Recorded data
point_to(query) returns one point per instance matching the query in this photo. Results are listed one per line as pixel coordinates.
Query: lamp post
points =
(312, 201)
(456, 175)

● **Instructions to follow**
Word for word, quote all of the data above.

● **Result of the task**
point_to(query) returns one point per instance matching the query in this photo. Results are listed one per line as pixel coordinates.
Query: lamp post
points =
(312, 201)
(456, 175)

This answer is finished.